PROBLEM DETAILS: When you reach the line containing "Target: black umbrella" in the entries below, repeat it and each line after it exactly until the entries end.

EXERCISE INPUTS:
↓↓↓

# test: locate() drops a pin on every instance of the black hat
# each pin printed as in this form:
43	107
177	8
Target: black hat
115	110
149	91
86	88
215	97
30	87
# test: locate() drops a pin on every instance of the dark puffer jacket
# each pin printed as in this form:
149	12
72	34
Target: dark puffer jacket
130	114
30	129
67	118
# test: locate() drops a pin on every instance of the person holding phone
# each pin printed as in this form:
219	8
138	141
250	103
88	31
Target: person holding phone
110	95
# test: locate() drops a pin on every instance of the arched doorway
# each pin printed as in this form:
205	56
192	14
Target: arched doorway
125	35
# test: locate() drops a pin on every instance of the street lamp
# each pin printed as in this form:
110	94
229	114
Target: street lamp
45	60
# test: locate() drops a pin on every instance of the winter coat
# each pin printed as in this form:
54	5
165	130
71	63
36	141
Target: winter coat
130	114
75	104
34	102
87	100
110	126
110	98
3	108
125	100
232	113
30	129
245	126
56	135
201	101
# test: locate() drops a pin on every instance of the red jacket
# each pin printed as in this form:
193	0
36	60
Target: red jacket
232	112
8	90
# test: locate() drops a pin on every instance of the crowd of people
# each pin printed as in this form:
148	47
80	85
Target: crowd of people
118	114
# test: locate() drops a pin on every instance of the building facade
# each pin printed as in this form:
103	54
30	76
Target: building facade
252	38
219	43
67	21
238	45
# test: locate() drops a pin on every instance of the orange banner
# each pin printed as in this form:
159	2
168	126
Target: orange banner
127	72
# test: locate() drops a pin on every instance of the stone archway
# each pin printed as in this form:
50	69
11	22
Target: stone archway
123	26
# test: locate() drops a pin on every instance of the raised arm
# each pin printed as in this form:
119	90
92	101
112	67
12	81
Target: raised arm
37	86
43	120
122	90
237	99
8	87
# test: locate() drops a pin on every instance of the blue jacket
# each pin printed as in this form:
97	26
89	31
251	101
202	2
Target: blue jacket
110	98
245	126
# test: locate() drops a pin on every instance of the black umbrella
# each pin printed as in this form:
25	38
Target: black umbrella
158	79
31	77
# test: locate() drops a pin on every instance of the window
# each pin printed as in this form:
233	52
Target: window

↑↑↑

ANSWER AREA:
Target: black umbrella
158	79
31	77
# test: locate() drops a pin on every instance of the window
# each pin printed as in this form:
233	52
Target: window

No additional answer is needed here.